> _SET OF TASKS_
A: Print the passage of the dust impact detection text between "3. Compress the" and "4096 time steps.", inclusive.
B: Carry on the text on machine learning-based dust impact detection, beginning right after its final sentence.

==== SOURCE DOCUMENT

3 Machine learning-based framework for automatic dust impact detection

The goal of the machine learning classifier is to take a monopole RPW snapshot as an input and automatically output if the signal contains a dust impact or not. For this purpose, we use a supervised classifier. A supervised classifier relies on manually labeled data to learn (i.e., train) the function that maps the input observation (the electric field signal) to the output label. For this work, we focus exclusively on detecting dust impact signals, we therefore use the binary labels: dust or no dust. Additional labels, such as: ion-acoustic waves, Langmuir waves and solitary waves, could however be implemented in a similar machine learning-based framework.

3.1 Data pre-processing for machine learning classification

In order to construct a balanced data set, we selected  1500 waveforms classified as dust and  1500 waveforms classified as wave/other by the TDS classification algorithm. The signals were randomly drawn from the TDS data archive and acquired between 15 June 2020 to 16 December 2021. The TDS signals were then pre-processed to standardize the input to the classifier and speed up the training. Standardized data further reduces bias effects and makes the manual labeling of the signals easier to conduct. For this work, a four-step pre-processing procedure was used independently on each antenna signal, the pre-processing procedure applied on a sample signal is illustrated in Fig. 2.

  1. Remove the signal offset. The electric field offset is removed by subtracting the raw signal with the median of a heavily filtered version of the raw data. A sliding median filter over 21 time steps was selected by visual inspection of the noise characteristics. The removal of the electric field offset centers the signal around zero and reduces bias effects from offset waveforms.

  2. Filter the data. The signal is filtered using a sliding median filter over seven time steps in order to reduce the high-frequency noise. The seven time-step filter was selected by inspecting the power spectrum of impact signals and by noticing that most information above (fN=35 kHz) is buried in noise, although the TDS sampling frequency is higher (fs=262.1 kHz), thus making a filter length (<fs/fN7.5) appropriate without significant loss of information.

  3. Compress the data. The signal is re-sampled with a compression factor of 4 using linear 1-dimensional interpolation. The compression is done to speed up the training of the classifier, resulting in a re-sampling from 16 384 to 4096 time steps.

  4. Normalize the signal. The data are normalized to be between 1 and 1 by dividing all data samples with the maximum absolute value of the signal. The normalization makes the machine learning classifier more robust to variations in the signal strength and eases the parameter optimization during training.

3.2 Manual waveform labeling

Manually labeled data are used both to train the machine learning classifiers and to test the performance of the trained models. Thus, great care is needed in order to construct a high-quality labeled data set, without significant contamination of corrupted data files, biases and mislabeled signals.

========
==== PROVIDED DATA

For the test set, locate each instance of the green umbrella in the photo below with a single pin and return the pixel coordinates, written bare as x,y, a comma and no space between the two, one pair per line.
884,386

========

> _THE REPLIES_
A:
3. Compress the data. The signal is re-sampled with a compression factor of 4 using linear 1-dimensional interpolation. The compression is done to speed up the training of the classifier, resulting in a re-sampling from 16 384 to 4096 time steps.

B:
We manually labeled the data into either dust or no dust. Each signal was displayed without indications of the previously assigned label by the TDS classifier in order to reduce bias effects. Furthermore, a zoom function was used to investigate the areas of interest, and options were included both to correct labeling mistakes by the user and to indicate ambiguous signals that do not clearly fit into any label (dust or no dust). Appendix A presents the graphical user interface (GUI) that was used to label the 3000 observations.

It should be noted that 134 signals (i.e., 4.5 %), out of 3000 manually labeled waveforms, were marked as ambiguous and did not clearly fit into either the dust or no dust label, see the middle row of Fig. 1 for ambiguous examples. Furthermore, the manual waveform labeling was done by one scientist, although with consultations with other experts. Thus, it is to be expected that different scientists will disagree on a proportion (up to 5 %) of the manual labels. The disagreement level could possibly be reduced if several experts labeled the same data set, and the labeling consensus was used as the effective waveform label.

3.3 Developing the machine learning classifiers

The manually labeled data were split into a training set (containing 80 % of the data) and a testing set (with the remaining 20 %). The training data are used to optimize the free parameters of the machine learning classifiers with respect to the assigned labels, while the testing data are used as an independent set to evaluate the performance of the trained classifiers. The performance of a machine learning classifier is quantified by comparing the outputs of the trained model to the labels of the testing data. Figure 3 illustrates the data flow, from the TDS data sets to the machine learning performance metrics.

https://angeo.copernicus.org/articles/41/69/2023/angeo-41-69-2023-f04

Figure 4(a) The (1×2) feature vectors extracted from all (2400) observations in the training data, the associated labels are indicated in green (dust) and red (no dust). (b) The SVM decision line is defined as a second-order polynomial, obtained by minimizing the non-separable SVM cost function. The optimized SVM decision line appears to be reasonable, and most observations are separable in the training data.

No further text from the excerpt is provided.